Task requirements - Rewrite the items from the start through the line that contains "[578,194,624,199]", swapping "pendant light" for "hanging lamp" and keeping everything else the same.

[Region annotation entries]
○ ○ ○ ○ ○ ○ ○
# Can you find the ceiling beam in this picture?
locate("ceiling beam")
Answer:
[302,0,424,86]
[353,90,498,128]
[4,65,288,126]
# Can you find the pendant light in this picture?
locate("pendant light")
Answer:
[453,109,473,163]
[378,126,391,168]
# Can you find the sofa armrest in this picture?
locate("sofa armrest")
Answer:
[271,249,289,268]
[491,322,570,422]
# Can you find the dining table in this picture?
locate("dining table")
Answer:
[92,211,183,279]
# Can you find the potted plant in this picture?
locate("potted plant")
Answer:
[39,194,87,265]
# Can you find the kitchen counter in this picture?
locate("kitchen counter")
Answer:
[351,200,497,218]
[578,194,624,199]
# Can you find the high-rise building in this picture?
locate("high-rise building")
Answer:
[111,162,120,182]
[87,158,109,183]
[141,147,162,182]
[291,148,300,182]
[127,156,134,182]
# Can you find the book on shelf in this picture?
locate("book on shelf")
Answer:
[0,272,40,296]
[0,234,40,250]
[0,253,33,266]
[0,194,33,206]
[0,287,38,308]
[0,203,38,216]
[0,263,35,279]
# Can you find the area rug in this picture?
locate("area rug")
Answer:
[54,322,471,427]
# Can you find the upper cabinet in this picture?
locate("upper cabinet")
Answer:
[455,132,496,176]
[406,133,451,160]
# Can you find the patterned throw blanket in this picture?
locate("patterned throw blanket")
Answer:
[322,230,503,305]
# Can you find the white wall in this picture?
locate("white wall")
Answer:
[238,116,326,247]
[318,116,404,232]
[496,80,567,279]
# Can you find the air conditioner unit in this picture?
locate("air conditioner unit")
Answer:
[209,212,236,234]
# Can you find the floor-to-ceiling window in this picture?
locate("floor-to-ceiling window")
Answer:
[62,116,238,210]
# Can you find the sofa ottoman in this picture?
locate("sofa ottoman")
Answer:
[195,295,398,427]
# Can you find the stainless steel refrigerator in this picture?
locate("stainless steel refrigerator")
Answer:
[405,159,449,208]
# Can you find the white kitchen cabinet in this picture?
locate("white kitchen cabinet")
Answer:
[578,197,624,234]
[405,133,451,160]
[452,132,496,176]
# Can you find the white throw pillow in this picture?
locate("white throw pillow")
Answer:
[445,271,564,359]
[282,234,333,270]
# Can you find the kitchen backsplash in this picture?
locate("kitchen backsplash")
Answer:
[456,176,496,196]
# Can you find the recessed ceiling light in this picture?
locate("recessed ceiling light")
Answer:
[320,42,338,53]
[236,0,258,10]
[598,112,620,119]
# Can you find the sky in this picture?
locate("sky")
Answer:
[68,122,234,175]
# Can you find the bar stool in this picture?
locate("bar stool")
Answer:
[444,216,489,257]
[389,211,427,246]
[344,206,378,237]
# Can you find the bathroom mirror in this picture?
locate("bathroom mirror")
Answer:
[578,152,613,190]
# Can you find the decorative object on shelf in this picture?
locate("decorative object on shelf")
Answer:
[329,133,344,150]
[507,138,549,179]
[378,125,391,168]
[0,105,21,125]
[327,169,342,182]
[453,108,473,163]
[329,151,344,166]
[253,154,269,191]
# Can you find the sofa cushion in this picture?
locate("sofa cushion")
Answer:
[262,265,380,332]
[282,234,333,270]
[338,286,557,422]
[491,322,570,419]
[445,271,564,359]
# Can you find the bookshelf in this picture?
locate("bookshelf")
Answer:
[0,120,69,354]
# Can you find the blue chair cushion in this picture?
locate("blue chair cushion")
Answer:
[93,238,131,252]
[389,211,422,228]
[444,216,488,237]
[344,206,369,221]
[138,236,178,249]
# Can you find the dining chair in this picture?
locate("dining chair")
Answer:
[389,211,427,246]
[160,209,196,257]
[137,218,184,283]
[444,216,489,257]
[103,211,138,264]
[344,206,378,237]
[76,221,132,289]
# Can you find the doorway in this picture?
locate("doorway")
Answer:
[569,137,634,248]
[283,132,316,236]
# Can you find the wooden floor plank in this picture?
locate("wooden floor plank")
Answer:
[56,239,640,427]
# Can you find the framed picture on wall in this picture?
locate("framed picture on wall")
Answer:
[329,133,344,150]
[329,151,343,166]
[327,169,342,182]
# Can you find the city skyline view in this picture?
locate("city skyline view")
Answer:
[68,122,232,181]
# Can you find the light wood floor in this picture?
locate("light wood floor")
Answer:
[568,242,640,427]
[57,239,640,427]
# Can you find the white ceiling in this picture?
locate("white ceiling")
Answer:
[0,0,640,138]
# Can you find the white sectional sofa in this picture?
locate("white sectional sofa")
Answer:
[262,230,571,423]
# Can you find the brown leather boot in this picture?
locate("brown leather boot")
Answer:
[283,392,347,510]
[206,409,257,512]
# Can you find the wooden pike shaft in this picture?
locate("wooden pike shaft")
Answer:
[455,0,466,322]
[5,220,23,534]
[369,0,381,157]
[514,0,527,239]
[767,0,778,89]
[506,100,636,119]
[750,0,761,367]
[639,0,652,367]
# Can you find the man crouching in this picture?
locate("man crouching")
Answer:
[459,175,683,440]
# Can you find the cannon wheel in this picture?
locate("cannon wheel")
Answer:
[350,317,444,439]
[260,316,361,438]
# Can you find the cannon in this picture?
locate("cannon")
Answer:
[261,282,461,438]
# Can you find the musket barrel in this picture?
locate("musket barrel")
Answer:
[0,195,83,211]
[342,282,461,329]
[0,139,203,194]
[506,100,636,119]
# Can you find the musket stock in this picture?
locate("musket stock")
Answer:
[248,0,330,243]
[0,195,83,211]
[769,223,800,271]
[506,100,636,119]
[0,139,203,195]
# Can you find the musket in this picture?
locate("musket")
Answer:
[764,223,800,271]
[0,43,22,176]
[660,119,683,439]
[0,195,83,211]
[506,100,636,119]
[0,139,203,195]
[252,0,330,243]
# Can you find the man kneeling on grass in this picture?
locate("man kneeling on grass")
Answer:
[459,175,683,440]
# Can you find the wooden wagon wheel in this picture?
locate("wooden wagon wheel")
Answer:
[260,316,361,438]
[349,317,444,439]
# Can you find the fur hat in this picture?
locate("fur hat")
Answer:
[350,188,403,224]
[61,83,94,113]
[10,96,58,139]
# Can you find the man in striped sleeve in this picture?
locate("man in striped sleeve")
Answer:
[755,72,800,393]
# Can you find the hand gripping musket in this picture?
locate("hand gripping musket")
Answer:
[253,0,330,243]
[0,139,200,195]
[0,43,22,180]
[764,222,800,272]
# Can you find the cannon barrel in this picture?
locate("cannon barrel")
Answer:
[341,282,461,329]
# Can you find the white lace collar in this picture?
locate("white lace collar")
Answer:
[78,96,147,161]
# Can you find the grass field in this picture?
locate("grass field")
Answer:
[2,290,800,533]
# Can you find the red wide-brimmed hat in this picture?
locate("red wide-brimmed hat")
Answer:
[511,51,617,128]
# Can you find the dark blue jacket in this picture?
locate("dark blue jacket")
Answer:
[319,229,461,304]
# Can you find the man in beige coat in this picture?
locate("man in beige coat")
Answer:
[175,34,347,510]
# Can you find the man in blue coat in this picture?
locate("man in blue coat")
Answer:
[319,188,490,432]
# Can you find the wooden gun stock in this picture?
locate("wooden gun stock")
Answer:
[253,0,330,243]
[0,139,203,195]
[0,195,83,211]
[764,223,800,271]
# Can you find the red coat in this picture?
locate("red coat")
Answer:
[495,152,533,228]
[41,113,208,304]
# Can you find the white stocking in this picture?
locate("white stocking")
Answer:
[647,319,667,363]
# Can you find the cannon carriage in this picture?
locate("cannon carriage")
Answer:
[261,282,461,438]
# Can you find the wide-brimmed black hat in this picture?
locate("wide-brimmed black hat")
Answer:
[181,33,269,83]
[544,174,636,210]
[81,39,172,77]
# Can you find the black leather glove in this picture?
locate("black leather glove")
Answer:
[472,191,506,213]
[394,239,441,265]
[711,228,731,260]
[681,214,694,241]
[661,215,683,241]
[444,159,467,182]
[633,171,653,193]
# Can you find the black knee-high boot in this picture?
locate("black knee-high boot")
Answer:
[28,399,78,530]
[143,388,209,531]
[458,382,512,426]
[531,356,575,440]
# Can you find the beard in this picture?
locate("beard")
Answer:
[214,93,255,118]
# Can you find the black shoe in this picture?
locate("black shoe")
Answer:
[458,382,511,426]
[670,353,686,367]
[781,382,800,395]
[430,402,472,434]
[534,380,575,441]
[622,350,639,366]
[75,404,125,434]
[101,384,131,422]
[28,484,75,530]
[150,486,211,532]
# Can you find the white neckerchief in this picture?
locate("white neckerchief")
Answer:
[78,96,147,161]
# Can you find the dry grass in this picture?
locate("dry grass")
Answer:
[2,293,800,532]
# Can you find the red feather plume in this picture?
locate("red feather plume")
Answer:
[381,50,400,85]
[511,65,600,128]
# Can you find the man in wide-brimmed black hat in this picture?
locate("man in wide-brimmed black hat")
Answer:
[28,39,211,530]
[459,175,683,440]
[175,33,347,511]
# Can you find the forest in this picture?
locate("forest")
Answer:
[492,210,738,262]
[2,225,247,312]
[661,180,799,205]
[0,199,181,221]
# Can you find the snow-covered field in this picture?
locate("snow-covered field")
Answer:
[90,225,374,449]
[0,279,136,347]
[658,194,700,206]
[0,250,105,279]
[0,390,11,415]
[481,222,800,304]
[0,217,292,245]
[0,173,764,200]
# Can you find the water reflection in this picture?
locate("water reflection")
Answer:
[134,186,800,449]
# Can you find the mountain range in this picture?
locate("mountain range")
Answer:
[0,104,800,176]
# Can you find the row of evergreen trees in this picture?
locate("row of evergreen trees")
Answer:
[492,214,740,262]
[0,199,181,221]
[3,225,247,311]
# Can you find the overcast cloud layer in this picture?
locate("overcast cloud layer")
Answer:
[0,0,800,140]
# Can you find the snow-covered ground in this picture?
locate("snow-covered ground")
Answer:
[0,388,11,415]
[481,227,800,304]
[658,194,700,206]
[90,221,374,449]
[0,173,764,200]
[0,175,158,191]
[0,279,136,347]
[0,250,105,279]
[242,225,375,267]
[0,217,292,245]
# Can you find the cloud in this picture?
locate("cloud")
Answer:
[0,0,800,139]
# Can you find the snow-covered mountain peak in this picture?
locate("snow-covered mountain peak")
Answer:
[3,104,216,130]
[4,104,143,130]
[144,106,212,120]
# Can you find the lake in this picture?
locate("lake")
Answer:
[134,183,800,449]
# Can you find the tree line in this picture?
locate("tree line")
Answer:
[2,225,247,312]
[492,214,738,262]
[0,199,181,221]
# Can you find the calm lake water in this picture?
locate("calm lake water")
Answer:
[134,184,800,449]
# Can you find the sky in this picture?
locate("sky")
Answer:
○ ○ ○ ○ ○ ○ ○
Task output -
# Can you find the ceiling beam in this picture?
locate("ceiling beam")
Answer:
[302,0,424,86]
[353,90,498,128]
[4,65,288,126]
# Can you find the hanging lamp in this picture?
locate("hanging lamp")
Answer:
[453,109,473,163]
[378,126,391,168]
# Can you find the sofa armrest in this picture?
locate("sofa armrest")
Answer:
[271,249,289,268]
[491,322,570,422]
# Can you find the dining table in this picture?
locate("dining table")
Answer:
[92,211,183,279]
# Can you find the potted plant in this picture?
locate("potted plant")
Answer:
[39,194,87,265]
# Can you find the kitchen counter in this picture?
locate("kitchen counter")
Answer:
[351,200,497,218]
[578,194,624,199]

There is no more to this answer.